Only the lines holding "tight" are wanted; find them in the listing and return each one.

+ + + +

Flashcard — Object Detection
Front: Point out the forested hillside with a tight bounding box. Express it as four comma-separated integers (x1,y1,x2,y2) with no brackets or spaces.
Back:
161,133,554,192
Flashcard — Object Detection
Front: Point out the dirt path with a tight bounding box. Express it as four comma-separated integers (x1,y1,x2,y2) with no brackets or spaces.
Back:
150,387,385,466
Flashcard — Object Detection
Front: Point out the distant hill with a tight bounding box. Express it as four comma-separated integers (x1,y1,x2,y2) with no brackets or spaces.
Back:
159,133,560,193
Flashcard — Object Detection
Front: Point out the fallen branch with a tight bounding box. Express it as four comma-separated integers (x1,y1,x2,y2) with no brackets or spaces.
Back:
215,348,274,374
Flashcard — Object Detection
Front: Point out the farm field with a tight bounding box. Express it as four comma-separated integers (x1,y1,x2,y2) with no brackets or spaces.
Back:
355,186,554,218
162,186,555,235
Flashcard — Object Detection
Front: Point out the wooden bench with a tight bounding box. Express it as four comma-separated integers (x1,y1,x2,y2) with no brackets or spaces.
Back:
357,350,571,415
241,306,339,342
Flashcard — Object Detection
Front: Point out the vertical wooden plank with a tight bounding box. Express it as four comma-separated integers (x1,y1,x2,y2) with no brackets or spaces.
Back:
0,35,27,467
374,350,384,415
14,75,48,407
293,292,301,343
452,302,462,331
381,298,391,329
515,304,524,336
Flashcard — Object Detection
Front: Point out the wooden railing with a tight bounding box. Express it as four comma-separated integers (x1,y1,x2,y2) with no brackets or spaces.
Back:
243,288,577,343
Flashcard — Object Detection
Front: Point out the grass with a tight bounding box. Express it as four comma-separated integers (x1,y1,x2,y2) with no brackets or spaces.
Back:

+ + + +

- [RESPONSE]
Front: Point out the forested hillside with a tight bounding box. Express it as four comma-separated integers (x1,y1,x2,y2) with no brackets or spaces.
Front: Point out the dirt path with a tight bounding box. Express it as four comma-separated integers (x1,y1,x2,y2) with no brackets or spaces.
Front: Point out the distant hill with a tight bounding box. Express it as four comma-separated integers (x1,y1,x2,y2) with no brackets or spaces.
Front: Point out the fallen branch with a tight bounding box. Express it as four comma-separated integers (x1,y1,x2,y2) with no brackets or spaces.
Front: Point out the farm field with a tight bounding box. Express it as four comma-separated integers (x1,y1,x2,y2) with no brackets or spaces.
Front: Point out the wooden bench with a tight bounding box. Express it as four comma-separated integers (x1,y1,x2,y2) with no brackets or spaces.
Front: Point out the vertical wooden plank with a tight bounding box. Express it as four comma-separated integers (x1,y1,x2,y2) with no brackets or spaces.
Front: Point out the wooden railing with a tight bounding box. Express it as four comma-separated integers (x1,y1,x2,y2) with no brackets or spaces.
Front: Point out the grass with a tight bounding box. Express it as four comma-separated integers (x1,y1,x2,y2) with no brackets or spaces.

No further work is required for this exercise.